- **EXCERPTED DATA**:
※
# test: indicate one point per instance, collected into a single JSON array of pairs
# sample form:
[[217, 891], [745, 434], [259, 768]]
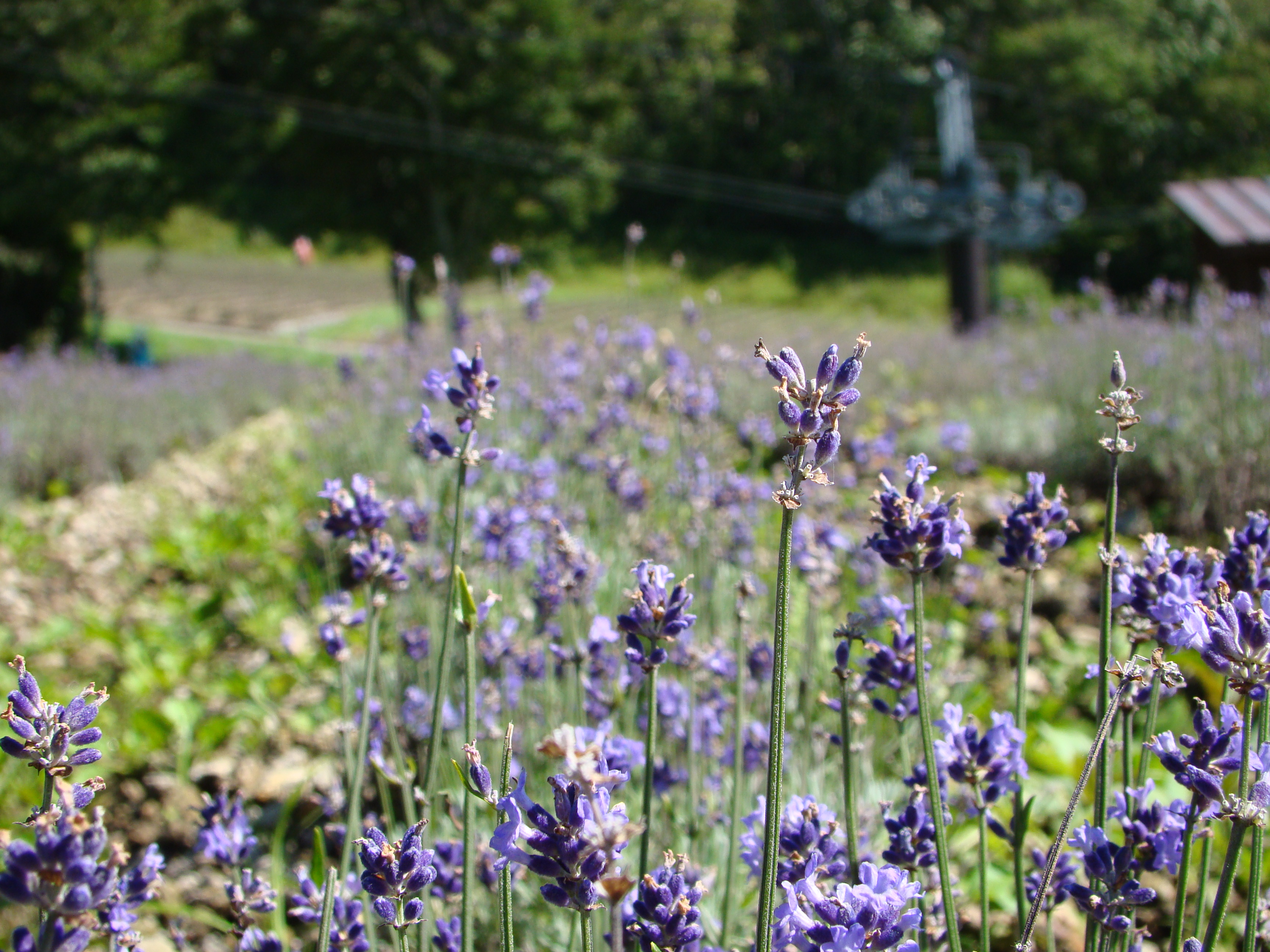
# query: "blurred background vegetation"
[[441, 126]]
※
- **WRITTEN PROBLEM**:
Copy the listing above word for word, leaving out the pictures.

- **THE COMPLETED TASK**:
# test: indicate one point per instance, collected into a single JSON array of pairs
# sample form:
[[217, 891], [745, 434], [259, 768]]
# query: "blurred background vegetation"
[[441, 126]]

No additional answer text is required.